== DATA PROVIDED
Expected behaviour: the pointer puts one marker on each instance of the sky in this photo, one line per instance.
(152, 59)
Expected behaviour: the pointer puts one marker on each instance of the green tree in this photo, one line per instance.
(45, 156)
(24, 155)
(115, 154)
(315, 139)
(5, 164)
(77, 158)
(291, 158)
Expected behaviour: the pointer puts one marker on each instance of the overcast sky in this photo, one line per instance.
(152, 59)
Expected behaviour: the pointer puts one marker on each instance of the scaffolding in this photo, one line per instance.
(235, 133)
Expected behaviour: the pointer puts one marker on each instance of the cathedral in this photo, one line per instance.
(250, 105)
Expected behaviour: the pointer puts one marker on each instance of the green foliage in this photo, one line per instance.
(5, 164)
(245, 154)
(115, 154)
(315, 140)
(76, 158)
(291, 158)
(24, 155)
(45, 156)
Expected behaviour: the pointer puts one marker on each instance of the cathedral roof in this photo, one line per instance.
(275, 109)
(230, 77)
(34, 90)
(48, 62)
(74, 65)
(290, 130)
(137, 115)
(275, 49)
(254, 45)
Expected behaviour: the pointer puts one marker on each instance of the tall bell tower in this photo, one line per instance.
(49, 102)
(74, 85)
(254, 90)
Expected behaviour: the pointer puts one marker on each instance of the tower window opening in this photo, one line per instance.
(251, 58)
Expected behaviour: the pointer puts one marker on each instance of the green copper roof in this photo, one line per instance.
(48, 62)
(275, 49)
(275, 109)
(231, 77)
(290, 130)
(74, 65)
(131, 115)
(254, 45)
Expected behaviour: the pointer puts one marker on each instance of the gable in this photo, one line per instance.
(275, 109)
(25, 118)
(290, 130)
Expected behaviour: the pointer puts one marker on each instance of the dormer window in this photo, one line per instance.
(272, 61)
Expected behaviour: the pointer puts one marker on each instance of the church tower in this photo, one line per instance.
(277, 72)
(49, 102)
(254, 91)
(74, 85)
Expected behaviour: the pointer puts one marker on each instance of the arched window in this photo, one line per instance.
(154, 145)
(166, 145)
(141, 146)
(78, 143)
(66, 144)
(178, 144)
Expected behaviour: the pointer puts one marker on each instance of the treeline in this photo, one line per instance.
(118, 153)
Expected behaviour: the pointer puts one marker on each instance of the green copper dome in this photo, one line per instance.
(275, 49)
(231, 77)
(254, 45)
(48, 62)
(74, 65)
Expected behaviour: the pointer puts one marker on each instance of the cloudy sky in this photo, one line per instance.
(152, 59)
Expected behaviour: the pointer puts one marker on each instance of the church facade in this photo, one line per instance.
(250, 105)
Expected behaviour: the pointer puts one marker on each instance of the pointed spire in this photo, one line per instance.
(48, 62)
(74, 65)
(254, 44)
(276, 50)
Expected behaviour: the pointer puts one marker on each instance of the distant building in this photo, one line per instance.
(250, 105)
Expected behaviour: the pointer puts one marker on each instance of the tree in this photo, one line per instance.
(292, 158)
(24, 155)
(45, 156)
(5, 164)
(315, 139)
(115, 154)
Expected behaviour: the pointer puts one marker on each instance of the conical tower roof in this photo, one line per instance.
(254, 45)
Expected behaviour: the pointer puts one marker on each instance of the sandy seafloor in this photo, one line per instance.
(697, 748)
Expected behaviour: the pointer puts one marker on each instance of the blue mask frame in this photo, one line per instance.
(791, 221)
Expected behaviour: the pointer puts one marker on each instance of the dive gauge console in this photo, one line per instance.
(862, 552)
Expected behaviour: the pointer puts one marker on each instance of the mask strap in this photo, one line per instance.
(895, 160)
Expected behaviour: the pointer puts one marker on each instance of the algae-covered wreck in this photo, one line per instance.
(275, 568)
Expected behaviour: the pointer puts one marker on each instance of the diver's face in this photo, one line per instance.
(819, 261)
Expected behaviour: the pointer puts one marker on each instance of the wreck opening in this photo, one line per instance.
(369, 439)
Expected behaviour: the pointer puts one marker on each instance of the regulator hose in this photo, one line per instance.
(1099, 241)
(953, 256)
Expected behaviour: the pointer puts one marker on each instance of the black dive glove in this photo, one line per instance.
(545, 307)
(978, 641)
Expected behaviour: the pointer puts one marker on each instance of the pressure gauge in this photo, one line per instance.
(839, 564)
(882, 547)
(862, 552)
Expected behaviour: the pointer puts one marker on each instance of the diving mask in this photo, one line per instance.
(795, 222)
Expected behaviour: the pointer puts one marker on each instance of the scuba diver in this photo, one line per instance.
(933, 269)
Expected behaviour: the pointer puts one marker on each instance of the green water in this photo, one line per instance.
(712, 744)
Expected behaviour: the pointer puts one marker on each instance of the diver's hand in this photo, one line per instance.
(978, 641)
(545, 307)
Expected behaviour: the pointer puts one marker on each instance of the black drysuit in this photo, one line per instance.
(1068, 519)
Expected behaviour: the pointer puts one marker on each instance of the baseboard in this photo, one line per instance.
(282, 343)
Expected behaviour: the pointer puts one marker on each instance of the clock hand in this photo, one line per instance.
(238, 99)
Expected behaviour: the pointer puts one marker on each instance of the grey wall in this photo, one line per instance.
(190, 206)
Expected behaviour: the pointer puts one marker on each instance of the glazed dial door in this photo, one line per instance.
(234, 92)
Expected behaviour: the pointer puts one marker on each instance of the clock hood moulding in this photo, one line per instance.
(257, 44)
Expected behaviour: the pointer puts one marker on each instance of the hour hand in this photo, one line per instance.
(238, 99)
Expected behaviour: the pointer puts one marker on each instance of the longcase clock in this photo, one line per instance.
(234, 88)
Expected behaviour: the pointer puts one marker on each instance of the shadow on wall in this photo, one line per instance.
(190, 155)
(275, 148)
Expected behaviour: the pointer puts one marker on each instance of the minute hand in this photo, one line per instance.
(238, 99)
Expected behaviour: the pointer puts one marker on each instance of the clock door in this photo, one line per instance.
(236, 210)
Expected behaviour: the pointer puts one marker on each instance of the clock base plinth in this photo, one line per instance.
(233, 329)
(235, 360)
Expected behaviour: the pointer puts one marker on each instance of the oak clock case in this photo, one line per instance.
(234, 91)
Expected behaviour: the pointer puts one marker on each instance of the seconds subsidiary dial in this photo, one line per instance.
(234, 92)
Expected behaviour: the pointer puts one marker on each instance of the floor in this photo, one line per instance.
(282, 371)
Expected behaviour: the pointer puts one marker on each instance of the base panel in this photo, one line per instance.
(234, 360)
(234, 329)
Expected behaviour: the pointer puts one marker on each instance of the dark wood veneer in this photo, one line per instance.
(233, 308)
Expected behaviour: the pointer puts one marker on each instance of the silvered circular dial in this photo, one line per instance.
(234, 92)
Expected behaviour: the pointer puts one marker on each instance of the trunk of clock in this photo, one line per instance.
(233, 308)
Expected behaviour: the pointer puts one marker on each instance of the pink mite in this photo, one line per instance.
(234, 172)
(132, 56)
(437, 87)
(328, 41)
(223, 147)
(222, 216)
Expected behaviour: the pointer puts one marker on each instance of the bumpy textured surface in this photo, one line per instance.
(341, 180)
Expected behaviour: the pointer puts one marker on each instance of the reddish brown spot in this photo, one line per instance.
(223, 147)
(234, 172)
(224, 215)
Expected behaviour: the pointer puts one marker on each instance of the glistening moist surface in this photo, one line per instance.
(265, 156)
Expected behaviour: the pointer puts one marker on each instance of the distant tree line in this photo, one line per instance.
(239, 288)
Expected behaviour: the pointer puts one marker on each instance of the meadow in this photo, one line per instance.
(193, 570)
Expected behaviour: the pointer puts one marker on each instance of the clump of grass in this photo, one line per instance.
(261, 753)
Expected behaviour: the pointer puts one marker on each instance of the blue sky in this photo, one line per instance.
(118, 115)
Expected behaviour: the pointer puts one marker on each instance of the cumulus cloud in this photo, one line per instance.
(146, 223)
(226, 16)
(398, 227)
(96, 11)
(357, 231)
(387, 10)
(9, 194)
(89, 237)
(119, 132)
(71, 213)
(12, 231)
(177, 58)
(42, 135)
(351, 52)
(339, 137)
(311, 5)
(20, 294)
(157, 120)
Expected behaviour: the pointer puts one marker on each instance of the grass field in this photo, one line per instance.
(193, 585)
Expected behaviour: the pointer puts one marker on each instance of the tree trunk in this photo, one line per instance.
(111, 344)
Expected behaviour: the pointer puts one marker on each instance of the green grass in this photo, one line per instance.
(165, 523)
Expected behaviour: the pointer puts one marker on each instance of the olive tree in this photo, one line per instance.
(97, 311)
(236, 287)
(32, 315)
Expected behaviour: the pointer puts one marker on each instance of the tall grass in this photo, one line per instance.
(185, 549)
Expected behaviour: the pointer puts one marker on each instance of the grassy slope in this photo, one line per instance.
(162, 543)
====
Write out again, exactly, the lines from the one holding "field in this photo, one line per instance." through the end of the listing, with both ends included.

TASK ANSWER >>
Expected behaviour: the pointer puts one marker on each instance of the grass field in this photo, one line per instance.
(193, 585)
Expected behaviour: the pointer puts one marker on each instance of the tree trunk in this photo, one line per instance.
(111, 344)
Expected behaviour: the pointer puts one marker on each instance of the green grass in this photo, one line per instance.
(165, 523)
Expected behaviour: the pointer puts one marker on each instance of the olive tree in this photo, one line per instance.
(97, 311)
(236, 287)
(32, 315)
Expected behaviour: the pointer puts one marker on each instance of the tall grass in this photo, one line per instance.
(185, 549)
Expected behaviour: the pointer puts one marker on each instance of the grassy slope in this photo, one line per instance.
(162, 543)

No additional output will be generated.